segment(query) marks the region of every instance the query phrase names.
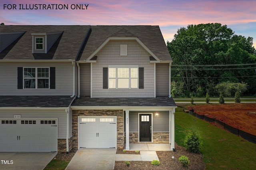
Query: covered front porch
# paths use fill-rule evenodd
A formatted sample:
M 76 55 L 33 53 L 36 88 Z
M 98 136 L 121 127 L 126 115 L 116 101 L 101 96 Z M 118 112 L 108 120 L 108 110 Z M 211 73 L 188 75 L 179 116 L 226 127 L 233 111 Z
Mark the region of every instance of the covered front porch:
M 130 150 L 171 151 L 171 145 L 168 143 L 130 143 Z M 125 145 L 125 148 L 126 145 Z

» **Short exercise**
Copy every line of the rows above word for word, leaving out the pictures.

» **The answer**
segment(query) marks the region of every instance the query phrase names.
Query: covered front porch
# paths use fill-rule evenodd
A formatted sample:
M 76 55 L 33 53 L 36 88 Z
M 98 136 L 121 127 L 126 115 L 116 101 L 101 96 Z M 118 112 L 108 120 L 108 110 Z M 211 73 L 188 75 L 179 116 L 226 127 L 233 111 Z
Mark the region of every instance of the covered front porch:
M 130 150 L 171 151 L 171 145 L 168 143 L 130 143 Z M 125 145 L 125 148 L 126 145 Z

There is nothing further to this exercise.